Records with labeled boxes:
------------------------------------------------

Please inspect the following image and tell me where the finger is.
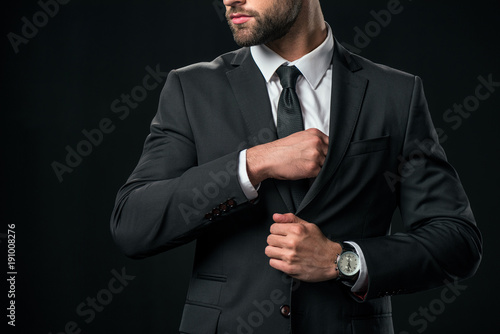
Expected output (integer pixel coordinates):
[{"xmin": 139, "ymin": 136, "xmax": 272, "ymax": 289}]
[
  {"xmin": 267, "ymin": 234, "xmax": 288, "ymax": 248},
  {"xmin": 264, "ymin": 246, "xmax": 285, "ymax": 260},
  {"xmin": 273, "ymin": 213, "xmax": 297, "ymax": 224},
  {"xmin": 269, "ymin": 223, "xmax": 289, "ymax": 237},
  {"xmin": 269, "ymin": 259, "xmax": 296, "ymax": 276}
]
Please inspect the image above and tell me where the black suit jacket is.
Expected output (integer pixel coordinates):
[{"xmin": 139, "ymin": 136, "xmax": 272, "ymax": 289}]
[{"xmin": 111, "ymin": 42, "xmax": 481, "ymax": 334}]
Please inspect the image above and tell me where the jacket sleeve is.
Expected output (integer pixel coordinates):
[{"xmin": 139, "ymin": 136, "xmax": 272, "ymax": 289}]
[
  {"xmin": 111, "ymin": 71, "xmax": 248, "ymax": 258},
  {"xmin": 353, "ymin": 77, "xmax": 482, "ymax": 299}
]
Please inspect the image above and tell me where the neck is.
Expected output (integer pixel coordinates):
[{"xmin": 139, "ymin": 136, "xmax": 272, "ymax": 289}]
[{"xmin": 266, "ymin": 1, "xmax": 327, "ymax": 62}]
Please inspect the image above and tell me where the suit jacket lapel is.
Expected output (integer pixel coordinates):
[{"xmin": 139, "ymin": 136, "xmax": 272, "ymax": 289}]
[
  {"xmin": 297, "ymin": 40, "xmax": 368, "ymax": 213},
  {"xmin": 226, "ymin": 48, "xmax": 293, "ymax": 212}
]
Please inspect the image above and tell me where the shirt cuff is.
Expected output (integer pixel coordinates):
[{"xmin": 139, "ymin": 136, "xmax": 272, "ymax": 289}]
[
  {"xmin": 346, "ymin": 241, "xmax": 368, "ymax": 295},
  {"xmin": 238, "ymin": 150, "xmax": 260, "ymax": 201}
]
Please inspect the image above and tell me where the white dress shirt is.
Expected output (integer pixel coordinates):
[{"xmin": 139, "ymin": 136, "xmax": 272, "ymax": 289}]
[{"xmin": 238, "ymin": 24, "xmax": 368, "ymax": 293}]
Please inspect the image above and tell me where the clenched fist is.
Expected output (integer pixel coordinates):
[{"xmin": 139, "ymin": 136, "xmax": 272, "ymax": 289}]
[
  {"xmin": 247, "ymin": 129, "xmax": 328, "ymax": 186},
  {"xmin": 265, "ymin": 213, "xmax": 342, "ymax": 282}
]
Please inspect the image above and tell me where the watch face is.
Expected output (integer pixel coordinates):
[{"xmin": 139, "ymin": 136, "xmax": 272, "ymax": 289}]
[{"xmin": 337, "ymin": 251, "xmax": 360, "ymax": 276}]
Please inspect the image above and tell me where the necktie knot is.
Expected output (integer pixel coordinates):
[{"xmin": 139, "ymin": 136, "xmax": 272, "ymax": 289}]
[{"xmin": 276, "ymin": 65, "xmax": 302, "ymax": 90}]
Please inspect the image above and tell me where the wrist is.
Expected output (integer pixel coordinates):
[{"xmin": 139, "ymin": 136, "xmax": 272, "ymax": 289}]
[{"xmin": 246, "ymin": 146, "xmax": 268, "ymax": 187}]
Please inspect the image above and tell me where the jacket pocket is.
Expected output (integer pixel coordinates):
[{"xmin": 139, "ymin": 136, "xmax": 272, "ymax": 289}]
[
  {"xmin": 179, "ymin": 303, "xmax": 221, "ymax": 334},
  {"xmin": 345, "ymin": 136, "xmax": 390, "ymax": 157},
  {"xmin": 187, "ymin": 273, "xmax": 227, "ymax": 305},
  {"xmin": 351, "ymin": 313, "xmax": 394, "ymax": 334}
]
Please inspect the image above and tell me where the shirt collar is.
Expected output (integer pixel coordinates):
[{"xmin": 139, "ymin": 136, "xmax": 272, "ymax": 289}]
[{"xmin": 250, "ymin": 22, "xmax": 334, "ymax": 89}]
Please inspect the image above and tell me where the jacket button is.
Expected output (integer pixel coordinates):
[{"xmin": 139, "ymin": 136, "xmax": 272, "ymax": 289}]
[
  {"xmin": 219, "ymin": 203, "xmax": 229, "ymax": 212},
  {"xmin": 212, "ymin": 208, "xmax": 221, "ymax": 218},
  {"xmin": 280, "ymin": 305, "xmax": 290, "ymax": 318}
]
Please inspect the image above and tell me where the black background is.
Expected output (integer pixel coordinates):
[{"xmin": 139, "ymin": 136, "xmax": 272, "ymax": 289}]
[{"xmin": 0, "ymin": 0, "xmax": 500, "ymax": 334}]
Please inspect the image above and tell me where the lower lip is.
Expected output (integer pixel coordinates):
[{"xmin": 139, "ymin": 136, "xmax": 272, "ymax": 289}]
[{"xmin": 231, "ymin": 16, "xmax": 252, "ymax": 24}]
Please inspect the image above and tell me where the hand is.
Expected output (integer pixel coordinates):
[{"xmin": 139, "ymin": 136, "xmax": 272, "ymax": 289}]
[
  {"xmin": 265, "ymin": 213, "xmax": 342, "ymax": 282},
  {"xmin": 247, "ymin": 129, "xmax": 328, "ymax": 186}
]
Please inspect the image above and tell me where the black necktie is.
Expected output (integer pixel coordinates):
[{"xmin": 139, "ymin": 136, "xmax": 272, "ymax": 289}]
[{"xmin": 276, "ymin": 65, "xmax": 309, "ymax": 210}]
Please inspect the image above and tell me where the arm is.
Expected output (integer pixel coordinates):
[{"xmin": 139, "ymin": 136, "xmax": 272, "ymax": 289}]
[
  {"xmin": 353, "ymin": 77, "xmax": 482, "ymax": 298},
  {"xmin": 111, "ymin": 71, "xmax": 248, "ymax": 258}
]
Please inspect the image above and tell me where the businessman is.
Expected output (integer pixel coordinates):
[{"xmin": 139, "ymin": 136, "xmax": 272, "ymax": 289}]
[{"xmin": 111, "ymin": 0, "xmax": 482, "ymax": 334}]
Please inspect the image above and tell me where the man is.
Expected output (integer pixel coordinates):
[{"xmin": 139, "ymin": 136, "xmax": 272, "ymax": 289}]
[{"xmin": 111, "ymin": 0, "xmax": 481, "ymax": 334}]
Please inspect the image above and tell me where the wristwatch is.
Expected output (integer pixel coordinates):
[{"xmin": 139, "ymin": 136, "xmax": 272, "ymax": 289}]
[{"xmin": 335, "ymin": 242, "xmax": 361, "ymax": 282}]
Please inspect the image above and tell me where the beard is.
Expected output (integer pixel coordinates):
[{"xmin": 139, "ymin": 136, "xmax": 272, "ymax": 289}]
[{"xmin": 226, "ymin": 0, "xmax": 302, "ymax": 46}]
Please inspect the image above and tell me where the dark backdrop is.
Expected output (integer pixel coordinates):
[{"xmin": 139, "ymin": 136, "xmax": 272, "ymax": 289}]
[{"xmin": 0, "ymin": 0, "xmax": 500, "ymax": 334}]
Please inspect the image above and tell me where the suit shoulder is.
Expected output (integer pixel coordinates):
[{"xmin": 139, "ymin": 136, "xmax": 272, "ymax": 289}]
[
  {"xmin": 174, "ymin": 49, "xmax": 242, "ymax": 76},
  {"xmin": 351, "ymin": 53, "xmax": 416, "ymax": 83}
]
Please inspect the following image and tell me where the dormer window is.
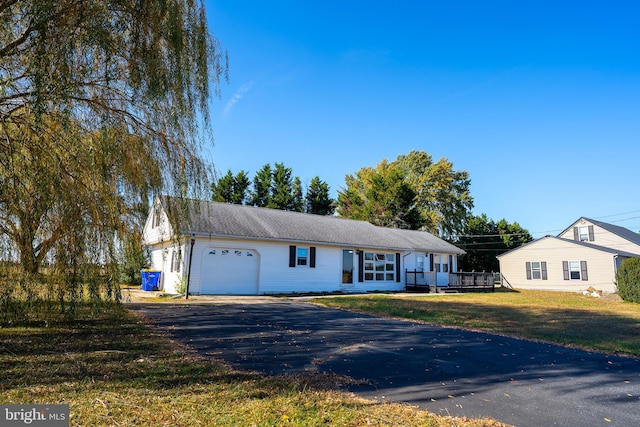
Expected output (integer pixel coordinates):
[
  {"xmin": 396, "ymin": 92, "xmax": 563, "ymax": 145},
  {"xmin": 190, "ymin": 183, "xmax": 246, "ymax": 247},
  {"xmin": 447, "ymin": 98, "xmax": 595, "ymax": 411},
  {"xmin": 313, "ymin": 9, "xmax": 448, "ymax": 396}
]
[
  {"xmin": 578, "ymin": 226, "xmax": 589, "ymax": 242},
  {"xmin": 573, "ymin": 225, "xmax": 595, "ymax": 242}
]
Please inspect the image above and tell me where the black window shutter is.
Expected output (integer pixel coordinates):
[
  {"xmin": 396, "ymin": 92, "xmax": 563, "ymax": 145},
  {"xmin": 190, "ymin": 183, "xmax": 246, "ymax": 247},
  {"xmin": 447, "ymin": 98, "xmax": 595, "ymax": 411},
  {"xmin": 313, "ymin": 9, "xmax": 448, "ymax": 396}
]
[
  {"xmin": 562, "ymin": 261, "xmax": 569, "ymax": 280},
  {"xmin": 289, "ymin": 245, "xmax": 296, "ymax": 267},
  {"xmin": 309, "ymin": 246, "xmax": 316, "ymax": 268},
  {"xmin": 580, "ymin": 261, "xmax": 589, "ymax": 280}
]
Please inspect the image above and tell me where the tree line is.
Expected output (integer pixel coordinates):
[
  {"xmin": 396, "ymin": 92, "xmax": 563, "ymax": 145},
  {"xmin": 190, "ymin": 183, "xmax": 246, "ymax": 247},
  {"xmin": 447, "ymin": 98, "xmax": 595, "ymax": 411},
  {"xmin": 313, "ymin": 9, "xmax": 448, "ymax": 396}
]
[{"xmin": 211, "ymin": 162, "xmax": 335, "ymax": 215}]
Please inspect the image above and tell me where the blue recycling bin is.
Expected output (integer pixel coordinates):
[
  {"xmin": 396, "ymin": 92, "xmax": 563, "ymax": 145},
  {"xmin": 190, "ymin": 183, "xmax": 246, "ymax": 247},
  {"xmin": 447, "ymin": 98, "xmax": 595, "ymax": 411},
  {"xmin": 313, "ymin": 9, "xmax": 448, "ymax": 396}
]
[{"xmin": 140, "ymin": 270, "xmax": 161, "ymax": 291}]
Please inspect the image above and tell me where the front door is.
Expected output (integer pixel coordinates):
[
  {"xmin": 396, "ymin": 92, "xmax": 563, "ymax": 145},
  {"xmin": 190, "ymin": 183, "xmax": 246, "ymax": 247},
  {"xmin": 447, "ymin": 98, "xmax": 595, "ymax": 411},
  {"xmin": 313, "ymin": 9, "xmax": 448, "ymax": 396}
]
[{"xmin": 342, "ymin": 249, "xmax": 353, "ymax": 285}]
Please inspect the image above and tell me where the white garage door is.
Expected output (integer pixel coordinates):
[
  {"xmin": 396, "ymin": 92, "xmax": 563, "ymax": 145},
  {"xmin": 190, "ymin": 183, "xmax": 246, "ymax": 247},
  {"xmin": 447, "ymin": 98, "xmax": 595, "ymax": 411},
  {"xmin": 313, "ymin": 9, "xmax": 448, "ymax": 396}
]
[{"xmin": 200, "ymin": 248, "xmax": 259, "ymax": 295}]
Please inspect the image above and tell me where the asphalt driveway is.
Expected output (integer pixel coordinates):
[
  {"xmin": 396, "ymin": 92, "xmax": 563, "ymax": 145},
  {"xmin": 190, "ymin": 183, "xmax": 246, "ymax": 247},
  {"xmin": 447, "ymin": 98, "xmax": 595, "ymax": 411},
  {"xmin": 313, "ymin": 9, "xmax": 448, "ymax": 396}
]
[{"xmin": 131, "ymin": 301, "xmax": 640, "ymax": 426}]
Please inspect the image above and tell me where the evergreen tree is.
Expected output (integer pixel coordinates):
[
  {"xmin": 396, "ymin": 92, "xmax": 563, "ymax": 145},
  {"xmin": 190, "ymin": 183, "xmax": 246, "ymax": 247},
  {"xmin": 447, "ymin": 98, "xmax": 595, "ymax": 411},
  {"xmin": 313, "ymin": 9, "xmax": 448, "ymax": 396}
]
[
  {"xmin": 267, "ymin": 162, "xmax": 293, "ymax": 210},
  {"xmin": 211, "ymin": 169, "xmax": 235, "ymax": 203},
  {"xmin": 251, "ymin": 163, "xmax": 272, "ymax": 208},
  {"xmin": 289, "ymin": 176, "xmax": 304, "ymax": 212},
  {"xmin": 305, "ymin": 176, "xmax": 335, "ymax": 215},
  {"xmin": 231, "ymin": 171, "xmax": 251, "ymax": 205}
]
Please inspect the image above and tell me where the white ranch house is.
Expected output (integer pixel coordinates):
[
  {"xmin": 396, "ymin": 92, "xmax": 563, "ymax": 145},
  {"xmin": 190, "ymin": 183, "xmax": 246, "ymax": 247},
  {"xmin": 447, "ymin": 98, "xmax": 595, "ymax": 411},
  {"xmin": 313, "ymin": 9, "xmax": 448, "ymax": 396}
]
[
  {"xmin": 498, "ymin": 217, "xmax": 640, "ymax": 292},
  {"xmin": 143, "ymin": 197, "xmax": 464, "ymax": 295}
]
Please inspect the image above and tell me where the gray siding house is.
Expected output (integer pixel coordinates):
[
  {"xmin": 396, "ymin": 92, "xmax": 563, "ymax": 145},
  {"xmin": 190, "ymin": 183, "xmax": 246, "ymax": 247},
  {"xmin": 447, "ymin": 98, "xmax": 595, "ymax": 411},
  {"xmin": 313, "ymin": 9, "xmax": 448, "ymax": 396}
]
[
  {"xmin": 498, "ymin": 217, "xmax": 640, "ymax": 292},
  {"xmin": 143, "ymin": 197, "xmax": 464, "ymax": 295}
]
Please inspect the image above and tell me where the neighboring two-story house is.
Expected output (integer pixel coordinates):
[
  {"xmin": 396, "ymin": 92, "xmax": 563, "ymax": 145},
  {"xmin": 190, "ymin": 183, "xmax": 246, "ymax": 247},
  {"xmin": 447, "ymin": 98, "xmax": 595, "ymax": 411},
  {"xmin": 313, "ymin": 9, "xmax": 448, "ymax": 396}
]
[{"xmin": 498, "ymin": 217, "xmax": 640, "ymax": 292}]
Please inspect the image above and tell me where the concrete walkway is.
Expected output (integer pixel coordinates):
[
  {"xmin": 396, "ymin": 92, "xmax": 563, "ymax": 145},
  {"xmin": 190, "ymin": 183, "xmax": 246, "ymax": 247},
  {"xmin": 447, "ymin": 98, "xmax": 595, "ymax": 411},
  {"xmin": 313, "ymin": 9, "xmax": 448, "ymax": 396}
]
[{"xmin": 131, "ymin": 297, "xmax": 640, "ymax": 426}]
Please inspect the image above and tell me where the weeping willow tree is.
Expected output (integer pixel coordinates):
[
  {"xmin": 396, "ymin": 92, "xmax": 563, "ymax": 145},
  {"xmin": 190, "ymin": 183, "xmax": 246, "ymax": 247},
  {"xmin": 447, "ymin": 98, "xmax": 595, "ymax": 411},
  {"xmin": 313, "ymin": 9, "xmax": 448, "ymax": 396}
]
[{"xmin": 0, "ymin": 0, "xmax": 227, "ymax": 314}]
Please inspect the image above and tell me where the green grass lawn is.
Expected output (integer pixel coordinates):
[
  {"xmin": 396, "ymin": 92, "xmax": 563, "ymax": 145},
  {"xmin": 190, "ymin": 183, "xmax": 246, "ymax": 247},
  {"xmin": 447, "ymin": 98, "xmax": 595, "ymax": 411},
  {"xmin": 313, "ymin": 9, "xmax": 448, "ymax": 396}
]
[
  {"xmin": 314, "ymin": 291, "xmax": 640, "ymax": 357},
  {"xmin": 0, "ymin": 306, "xmax": 502, "ymax": 426}
]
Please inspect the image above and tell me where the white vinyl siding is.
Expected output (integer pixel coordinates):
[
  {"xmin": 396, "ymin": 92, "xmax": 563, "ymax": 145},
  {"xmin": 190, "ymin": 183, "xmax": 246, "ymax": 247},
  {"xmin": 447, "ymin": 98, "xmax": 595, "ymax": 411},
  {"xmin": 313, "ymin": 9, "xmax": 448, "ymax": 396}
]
[
  {"xmin": 159, "ymin": 238, "xmax": 404, "ymax": 295},
  {"xmin": 498, "ymin": 237, "xmax": 616, "ymax": 292}
]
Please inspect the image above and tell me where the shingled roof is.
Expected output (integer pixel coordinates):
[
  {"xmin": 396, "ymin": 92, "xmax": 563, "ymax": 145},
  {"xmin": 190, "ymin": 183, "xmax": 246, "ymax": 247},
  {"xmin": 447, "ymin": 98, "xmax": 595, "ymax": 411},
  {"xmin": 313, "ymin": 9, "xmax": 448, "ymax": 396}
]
[
  {"xmin": 578, "ymin": 217, "xmax": 640, "ymax": 245},
  {"xmin": 160, "ymin": 197, "xmax": 464, "ymax": 254}
]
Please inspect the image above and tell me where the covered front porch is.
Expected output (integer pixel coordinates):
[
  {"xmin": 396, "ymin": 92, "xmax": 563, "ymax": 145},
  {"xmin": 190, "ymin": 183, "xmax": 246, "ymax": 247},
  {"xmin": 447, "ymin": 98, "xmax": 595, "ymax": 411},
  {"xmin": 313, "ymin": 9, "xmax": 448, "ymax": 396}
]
[{"xmin": 405, "ymin": 270, "xmax": 500, "ymax": 293}]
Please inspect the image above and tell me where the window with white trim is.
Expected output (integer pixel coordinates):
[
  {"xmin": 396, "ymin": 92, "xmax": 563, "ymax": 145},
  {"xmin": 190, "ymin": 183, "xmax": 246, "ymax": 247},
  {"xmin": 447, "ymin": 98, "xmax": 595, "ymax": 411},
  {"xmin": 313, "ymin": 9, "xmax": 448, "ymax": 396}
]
[
  {"xmin": 296, "ymin": 247, "xmax": 309, "ymax": 265},
  {"xmin": 364, "ymin": 252, "xmax": 396, "ymax": 282},
  {"xmin": 569, "ymin": 261, "xmax": 581, "ymax": 280},
  {"xmin": 562, "ymin": 261, "xmax": 589, "ymax": 281},
  {"xmin": 531, "ymin": 261, "xmax": 542, "ymax": 280},
  {"xmin": 578, "ymin": 225, "xmax": 589, "ymax": 242}
]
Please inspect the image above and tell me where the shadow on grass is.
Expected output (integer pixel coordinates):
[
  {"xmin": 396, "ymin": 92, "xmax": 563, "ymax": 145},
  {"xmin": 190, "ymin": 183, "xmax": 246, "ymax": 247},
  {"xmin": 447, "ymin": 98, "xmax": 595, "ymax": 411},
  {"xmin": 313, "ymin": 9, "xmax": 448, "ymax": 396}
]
[{"xmin": 0, "ymin": 307, "xmax": 259, "ymax": 390}]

------------------------------------------------

> [What you are asked to do]: Which lines in the records contain the string "front", with case counting? Locate each one and copy it in full.

> [Written solution]:
Please inspect the image above and tell me where the front door is.
Please inspect the image above and tell me where the covered front porch is.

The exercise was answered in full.